# Excerpt provided
▬▬▬

You’ve carried a turkey the size of a Volvo back from the farmers’ market, hung countless festive garlands, cracked more nuts than is strictly necessary and fended off far too many mistletoe-waving colleagues for comfort. Now you need some me time – or rather, your body needs some knead time.
If you have a spare moment to yourself in the coming weeks, why not make the most of it with a deeply relaxing massage. But, first things first, whether you’re looking for reiki or remedial massage, acupressure or aromatherapy, it’s important to find a suitably qualified and professional therapist. According to Karen Young of the Federation of Holistic Therapists, there are many qualities to look out for but your priorities should be checking they’re members of an association that abides by a strict code of practice; that they’re qualified in the therapies they advertise; they’re fully insured to practise; and that they undertake continuing professional development.
This might seem like quite a lot of homework, but it’s worth it if you want to ensure you’re getting a tailormade treatment from a professional.

▬▬▬

# What to do
In the excerpt about finding a massage therapist, which organization is Karen Young associated with?

# Data records
▬▬▬

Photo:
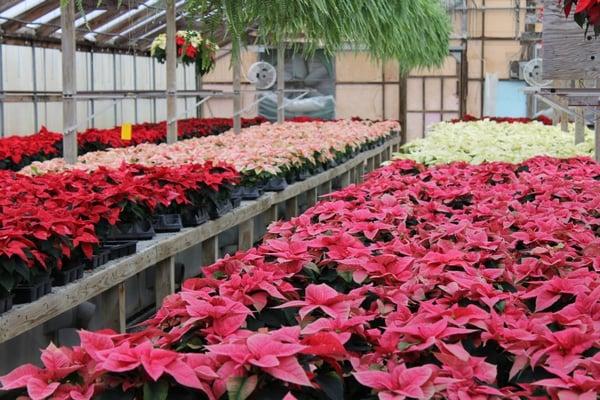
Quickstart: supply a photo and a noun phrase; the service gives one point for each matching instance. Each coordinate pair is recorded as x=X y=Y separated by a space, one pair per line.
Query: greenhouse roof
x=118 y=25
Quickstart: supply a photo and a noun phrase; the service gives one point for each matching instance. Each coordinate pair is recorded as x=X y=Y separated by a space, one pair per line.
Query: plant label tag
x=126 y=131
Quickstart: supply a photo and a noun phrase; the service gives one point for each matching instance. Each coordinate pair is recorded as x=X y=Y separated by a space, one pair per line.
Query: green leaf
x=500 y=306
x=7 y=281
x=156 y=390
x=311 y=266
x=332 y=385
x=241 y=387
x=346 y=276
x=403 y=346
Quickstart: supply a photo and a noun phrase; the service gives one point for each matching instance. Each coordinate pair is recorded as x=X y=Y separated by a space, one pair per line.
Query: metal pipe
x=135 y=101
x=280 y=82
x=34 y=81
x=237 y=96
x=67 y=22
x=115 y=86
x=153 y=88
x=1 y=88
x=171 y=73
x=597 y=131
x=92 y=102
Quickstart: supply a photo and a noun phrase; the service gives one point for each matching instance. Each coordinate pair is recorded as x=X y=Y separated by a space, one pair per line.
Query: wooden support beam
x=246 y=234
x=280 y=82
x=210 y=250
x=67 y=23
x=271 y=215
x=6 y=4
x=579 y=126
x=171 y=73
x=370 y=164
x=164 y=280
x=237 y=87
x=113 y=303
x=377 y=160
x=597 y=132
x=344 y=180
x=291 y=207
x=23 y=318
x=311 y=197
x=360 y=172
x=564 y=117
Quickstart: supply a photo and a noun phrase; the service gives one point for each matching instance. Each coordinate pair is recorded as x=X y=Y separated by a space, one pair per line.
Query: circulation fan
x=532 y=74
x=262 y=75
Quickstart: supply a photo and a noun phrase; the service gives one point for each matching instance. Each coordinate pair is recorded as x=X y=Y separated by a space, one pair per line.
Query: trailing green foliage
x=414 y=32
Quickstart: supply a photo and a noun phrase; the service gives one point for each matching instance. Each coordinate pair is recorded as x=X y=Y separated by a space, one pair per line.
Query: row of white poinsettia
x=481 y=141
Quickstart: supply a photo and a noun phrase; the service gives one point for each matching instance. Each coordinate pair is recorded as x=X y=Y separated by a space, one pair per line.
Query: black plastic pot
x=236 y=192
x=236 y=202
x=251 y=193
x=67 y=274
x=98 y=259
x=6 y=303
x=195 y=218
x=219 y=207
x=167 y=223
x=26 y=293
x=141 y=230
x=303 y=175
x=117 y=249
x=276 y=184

▬▬▬

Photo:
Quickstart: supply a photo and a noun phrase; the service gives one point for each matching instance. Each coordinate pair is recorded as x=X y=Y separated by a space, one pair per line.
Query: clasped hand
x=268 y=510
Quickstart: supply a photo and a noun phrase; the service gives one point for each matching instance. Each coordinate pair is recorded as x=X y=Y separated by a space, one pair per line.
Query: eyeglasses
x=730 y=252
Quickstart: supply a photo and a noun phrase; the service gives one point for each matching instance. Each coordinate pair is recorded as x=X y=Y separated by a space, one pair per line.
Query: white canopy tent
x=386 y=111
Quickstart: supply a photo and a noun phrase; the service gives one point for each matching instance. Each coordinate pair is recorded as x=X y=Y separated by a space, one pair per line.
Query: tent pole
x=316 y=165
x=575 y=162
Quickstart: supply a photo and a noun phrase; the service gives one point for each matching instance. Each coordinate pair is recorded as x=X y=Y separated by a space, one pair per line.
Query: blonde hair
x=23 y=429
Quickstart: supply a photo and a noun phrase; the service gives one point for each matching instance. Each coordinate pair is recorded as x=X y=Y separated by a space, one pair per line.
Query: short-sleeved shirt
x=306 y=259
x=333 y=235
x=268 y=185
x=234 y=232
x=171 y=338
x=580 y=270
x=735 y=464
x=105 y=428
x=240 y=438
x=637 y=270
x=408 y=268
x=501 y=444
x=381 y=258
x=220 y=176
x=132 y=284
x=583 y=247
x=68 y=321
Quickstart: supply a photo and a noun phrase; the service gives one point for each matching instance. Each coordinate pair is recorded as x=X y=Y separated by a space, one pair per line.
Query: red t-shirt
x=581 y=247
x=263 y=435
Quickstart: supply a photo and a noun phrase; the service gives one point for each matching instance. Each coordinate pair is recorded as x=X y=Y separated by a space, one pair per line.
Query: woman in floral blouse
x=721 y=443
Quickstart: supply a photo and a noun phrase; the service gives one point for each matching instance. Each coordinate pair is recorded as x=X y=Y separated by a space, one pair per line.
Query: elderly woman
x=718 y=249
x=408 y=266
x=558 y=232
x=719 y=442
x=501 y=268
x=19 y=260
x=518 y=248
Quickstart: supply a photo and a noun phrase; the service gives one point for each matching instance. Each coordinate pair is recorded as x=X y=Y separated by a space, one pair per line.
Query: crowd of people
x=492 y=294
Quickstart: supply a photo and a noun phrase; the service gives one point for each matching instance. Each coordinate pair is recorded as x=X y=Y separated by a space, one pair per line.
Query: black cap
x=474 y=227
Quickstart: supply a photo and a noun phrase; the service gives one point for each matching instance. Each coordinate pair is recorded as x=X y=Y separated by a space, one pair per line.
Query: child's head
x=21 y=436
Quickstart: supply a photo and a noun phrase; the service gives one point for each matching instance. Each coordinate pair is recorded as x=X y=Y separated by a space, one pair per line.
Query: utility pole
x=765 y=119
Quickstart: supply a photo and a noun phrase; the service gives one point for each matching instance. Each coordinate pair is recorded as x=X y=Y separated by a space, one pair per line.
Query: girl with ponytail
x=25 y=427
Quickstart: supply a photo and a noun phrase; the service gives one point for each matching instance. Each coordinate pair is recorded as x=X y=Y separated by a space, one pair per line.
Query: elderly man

▬▬▬

# Response to this exercise
The Federation of Holistic Therapists